— Поставленная задача —
Отредактируйте пункты, начиная со строки, где есть «of the tall», и до самого конца: замените «cap brim» на «visor», а всё остальное приведите без изменений.

Записи набора данных для указания точек
%%
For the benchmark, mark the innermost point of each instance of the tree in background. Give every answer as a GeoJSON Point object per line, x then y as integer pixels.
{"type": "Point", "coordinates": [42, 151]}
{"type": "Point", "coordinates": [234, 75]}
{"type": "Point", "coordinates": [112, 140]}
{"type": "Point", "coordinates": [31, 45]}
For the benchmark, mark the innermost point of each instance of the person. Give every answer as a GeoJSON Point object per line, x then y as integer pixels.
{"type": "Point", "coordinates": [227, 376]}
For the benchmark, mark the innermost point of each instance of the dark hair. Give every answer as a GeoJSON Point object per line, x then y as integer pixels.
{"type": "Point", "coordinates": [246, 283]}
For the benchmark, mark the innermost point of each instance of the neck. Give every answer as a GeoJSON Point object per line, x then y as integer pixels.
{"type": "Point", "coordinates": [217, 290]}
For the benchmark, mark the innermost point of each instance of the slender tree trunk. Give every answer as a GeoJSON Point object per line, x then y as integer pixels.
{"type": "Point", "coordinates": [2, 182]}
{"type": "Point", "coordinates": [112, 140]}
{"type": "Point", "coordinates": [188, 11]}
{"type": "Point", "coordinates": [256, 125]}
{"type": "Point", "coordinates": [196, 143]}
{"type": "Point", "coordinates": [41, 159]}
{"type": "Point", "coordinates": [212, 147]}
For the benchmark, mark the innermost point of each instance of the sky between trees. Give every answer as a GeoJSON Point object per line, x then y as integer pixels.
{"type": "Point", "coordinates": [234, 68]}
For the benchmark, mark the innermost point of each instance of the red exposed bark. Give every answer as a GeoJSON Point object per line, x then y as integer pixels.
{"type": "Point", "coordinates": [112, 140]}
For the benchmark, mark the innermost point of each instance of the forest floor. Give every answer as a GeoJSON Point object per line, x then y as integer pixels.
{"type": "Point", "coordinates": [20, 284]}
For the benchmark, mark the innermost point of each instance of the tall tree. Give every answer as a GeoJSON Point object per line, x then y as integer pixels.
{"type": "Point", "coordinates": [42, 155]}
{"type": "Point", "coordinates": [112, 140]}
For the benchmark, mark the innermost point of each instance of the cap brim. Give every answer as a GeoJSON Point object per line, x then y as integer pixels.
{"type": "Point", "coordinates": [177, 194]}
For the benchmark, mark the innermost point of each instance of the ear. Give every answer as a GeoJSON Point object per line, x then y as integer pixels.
%%
— Полный ответ —
For the benchmark, mark the innermost point of each instance of the tall tree. Give every answer as a GeoJSON Point object per line, x then y as integer pixels.
{"type": "Point", "coordinates": [42, 155]}
{"type": "Point", "coordinates": [112, 140]}
For the benchmark, mark the innermost point of each instance of the visor. Give every answer as a GeoJSON Point object per line, x then y as integer pixels.
{"type": "Point", "coordinates": [177, 194]}
For the benchmark, mark the innermost point of each instance of the ear. Give every answer as a GeoJSON Point object per line, x then y as integer pixels.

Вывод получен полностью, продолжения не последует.